--- Supplied material ---

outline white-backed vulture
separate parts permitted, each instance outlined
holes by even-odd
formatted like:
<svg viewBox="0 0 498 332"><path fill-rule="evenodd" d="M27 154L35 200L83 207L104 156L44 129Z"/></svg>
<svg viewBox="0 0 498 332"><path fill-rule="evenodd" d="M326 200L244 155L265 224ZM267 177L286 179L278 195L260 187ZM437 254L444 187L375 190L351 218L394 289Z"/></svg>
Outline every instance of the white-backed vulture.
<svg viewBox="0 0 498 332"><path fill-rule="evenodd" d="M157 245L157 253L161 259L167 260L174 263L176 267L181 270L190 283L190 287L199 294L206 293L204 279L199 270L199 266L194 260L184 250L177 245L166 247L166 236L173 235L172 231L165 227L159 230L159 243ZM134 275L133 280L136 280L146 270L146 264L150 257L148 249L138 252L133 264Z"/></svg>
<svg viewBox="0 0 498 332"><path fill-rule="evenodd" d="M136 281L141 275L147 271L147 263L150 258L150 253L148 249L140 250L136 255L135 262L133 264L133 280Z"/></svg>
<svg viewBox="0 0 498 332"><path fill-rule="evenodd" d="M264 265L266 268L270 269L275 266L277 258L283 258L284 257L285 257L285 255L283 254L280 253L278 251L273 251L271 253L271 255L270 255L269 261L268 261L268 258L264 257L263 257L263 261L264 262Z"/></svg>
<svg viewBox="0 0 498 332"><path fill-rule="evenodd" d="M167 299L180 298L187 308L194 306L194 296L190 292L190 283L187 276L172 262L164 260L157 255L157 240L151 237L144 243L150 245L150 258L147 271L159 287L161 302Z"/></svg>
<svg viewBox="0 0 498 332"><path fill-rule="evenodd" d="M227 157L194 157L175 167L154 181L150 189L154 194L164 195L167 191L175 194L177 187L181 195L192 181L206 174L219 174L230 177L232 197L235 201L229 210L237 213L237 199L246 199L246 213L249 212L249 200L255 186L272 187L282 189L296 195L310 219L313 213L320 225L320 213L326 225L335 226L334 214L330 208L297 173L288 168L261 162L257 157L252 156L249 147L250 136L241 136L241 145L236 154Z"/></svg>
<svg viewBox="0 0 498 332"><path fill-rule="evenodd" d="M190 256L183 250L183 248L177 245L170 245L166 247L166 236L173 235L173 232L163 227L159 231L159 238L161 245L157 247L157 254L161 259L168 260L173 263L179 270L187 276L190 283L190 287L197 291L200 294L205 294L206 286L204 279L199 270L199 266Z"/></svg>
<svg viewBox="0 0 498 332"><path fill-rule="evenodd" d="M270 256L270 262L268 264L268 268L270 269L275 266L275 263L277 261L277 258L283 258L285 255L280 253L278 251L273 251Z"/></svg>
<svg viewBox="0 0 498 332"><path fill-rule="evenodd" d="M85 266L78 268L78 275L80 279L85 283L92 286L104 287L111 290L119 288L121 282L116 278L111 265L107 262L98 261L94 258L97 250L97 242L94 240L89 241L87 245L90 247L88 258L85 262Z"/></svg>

---

Copy all of these lines word for word, leaving nothing out.

## Solution for this task
outline white-backed vulture
separate parts permitted, each instance outlined
holes by even-odd
formatted like:
<svg viewBox="0 0 498 332"><path fill-rule="evenodd" d="M27 154L35 200L83 207L104 156L44 129Z"/></svg>
<svg viewBox="0 0 498 332"><path fill-rule="evenodd" d="M326 200L244 155L265 224ZM267 177L286 179L278 195L260 187ZM437 254L444 187L375 190L351 218L394 289Z"/></svg>
Outline every instance of the white-backed vulture.
<svg viewBox="0 0 498 332"><path fill-rule="evenodd" d="M157 245L157 253L161 259L167 260L174 263L176 267L181 270L190 283L190 287L199 294L206 293L204 279L199 270L199 266L194 260L184 250L177 245L166 247L166 236L173 235L172 231L165 227L159 230L159 243ZM134 275L133 280L136 280L146 270L146 264L150 257L148 249L138 252L133 264Z"/></svg>
<svg viewBox="0 0 498 332"><path fill-rule="evenodd" d="M136 281L141 275L147 271L147 263L150 258L150 253L148 249L140 250L136 255L135 262L133 264L133 280Z"/></svg>
<svg viewBox="0 0 498 332"><path fill-rule="evenodd" d="M264 265L266 268L270 269L275 266L277 258L283 258L284 257L285 257L285 255L283 254L280 253L278 251L273 251L271 253L271 255L270 255L269 261L268 261L268 258L264 257L263 257L263 261L264 262Z"/></svg>
<svg viewBox="0 0 498 332"><path fill-rule="evenodd" d="M167 299L180 298L187 308L194 306L194 296L190 292L190 283L187 276L172 262L164 260L157 255L157 240L151 237L144 243L150 245L150 258L147 271L159 287L161 302Z"/></svg>
<svg viewBox="0 0 498 332"><path fill-rule="evenodd" d="M227 157L194 157L175 167L154 181L150 189L154 194L164 195L167 191L175 194L177 187L181 195L192 181L206 174L219 174L230 177L232 197L235 201L229 210L237 213L237 199L246 199L246 213L249 212L249 200L255 186L272 187L282 189L296 195L310 219L313 213L320 225L320 213L326 225L335 226L334 214L330 208L297 173L288 168L261 162L257 157L252 156L249 147L250 136L241 136L241 145L236 154Z"/></svg>
<svg viewBox="0 0 498 332"><path fill-rule="evenodd" d="M190 256L183 250L183 248L177 245L170 245L166 247L166 236L173 235L173 232L163 227L159 231L159 238L161 245L157 247L157 254L161 259L168 260L173 263L179 270L187 276L190 283L190 287L197 291L200 294L205 294L206 286L204 279L199 270L199 266Z"/></svg>
<svg viewBox="0 0 498 332"><path fill-rule="evenodd" d="M270 256L270 262L268 264L268 268L270 269L275 266L275 263L277 261L277 258L283 258L285 255L280 253L278 251L273 251Z"/></svg>
<svg viewBox="0 0 498 332"><path fill-rule="evenodd" d="M85 266L78 268L78 275L80 279L85 283L92 286L104 287L111 290L119 288L121 282L116 278L111 265L107 262L98 261L94 258L97 250L97 242L94 240L89 241L87 245L90 247L88 258L85 262Z"/></svg>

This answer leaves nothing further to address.